## PROVIDED INFORMATION
++++++

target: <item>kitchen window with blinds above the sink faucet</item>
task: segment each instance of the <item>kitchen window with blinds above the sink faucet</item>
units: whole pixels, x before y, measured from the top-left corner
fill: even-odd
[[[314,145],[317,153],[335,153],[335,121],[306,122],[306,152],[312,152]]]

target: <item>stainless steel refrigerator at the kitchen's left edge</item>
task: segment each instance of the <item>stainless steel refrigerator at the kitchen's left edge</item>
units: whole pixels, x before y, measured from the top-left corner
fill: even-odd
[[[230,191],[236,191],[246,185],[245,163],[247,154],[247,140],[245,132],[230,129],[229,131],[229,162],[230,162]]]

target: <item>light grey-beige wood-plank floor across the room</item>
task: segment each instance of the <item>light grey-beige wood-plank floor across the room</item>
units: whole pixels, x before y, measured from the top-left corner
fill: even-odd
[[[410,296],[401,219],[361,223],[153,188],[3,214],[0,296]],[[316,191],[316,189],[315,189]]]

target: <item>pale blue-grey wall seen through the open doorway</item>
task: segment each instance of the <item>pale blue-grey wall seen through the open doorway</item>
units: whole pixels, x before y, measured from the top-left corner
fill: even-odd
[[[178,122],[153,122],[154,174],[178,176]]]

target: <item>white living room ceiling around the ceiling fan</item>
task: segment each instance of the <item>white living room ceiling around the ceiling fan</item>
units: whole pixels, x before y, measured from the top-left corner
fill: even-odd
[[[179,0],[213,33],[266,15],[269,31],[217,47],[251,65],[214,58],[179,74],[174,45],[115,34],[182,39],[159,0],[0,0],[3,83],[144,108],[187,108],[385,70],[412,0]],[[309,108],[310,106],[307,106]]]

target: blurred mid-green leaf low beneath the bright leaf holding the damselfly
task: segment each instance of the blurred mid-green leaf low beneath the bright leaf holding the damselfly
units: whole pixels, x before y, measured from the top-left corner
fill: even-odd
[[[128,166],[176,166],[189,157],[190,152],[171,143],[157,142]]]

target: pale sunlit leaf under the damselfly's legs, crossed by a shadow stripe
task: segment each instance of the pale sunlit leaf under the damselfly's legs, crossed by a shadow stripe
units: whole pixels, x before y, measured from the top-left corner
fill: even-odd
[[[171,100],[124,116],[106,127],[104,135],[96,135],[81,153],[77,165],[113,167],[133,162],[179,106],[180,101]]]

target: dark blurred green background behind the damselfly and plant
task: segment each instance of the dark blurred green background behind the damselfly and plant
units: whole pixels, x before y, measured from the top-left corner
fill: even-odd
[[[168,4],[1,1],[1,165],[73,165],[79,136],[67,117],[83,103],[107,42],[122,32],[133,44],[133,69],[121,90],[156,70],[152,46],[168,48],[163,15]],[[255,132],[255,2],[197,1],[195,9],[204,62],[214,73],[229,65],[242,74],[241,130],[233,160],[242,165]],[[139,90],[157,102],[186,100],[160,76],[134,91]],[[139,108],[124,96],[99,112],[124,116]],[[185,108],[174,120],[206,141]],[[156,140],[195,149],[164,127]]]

++++++

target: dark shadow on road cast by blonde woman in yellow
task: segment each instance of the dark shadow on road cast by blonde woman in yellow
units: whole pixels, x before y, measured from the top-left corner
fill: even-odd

++++++

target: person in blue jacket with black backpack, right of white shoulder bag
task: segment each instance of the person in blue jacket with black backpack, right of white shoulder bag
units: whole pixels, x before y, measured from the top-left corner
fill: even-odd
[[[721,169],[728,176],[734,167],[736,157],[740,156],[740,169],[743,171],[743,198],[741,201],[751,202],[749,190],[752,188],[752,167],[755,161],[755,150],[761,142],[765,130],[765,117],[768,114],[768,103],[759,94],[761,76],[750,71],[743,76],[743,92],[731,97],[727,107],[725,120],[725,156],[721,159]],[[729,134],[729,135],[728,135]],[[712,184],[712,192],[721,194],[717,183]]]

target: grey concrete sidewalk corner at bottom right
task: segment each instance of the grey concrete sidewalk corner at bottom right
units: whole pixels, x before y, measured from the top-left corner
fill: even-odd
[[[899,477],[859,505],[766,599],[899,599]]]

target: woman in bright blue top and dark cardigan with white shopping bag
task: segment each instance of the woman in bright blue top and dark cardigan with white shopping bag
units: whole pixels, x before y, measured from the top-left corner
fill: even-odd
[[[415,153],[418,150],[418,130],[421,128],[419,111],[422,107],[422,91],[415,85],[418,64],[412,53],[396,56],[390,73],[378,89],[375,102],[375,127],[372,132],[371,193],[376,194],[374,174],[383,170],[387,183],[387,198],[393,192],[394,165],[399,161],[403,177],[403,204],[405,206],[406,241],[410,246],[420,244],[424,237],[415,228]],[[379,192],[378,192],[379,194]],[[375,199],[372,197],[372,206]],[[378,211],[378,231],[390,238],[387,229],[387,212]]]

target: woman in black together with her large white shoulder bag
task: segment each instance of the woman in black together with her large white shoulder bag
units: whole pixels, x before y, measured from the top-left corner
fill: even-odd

++++++

## EXERCISE BRIEF
Say only how many lines among the entries above contain the string "edge".

## ANSWER TO THIS TASK
2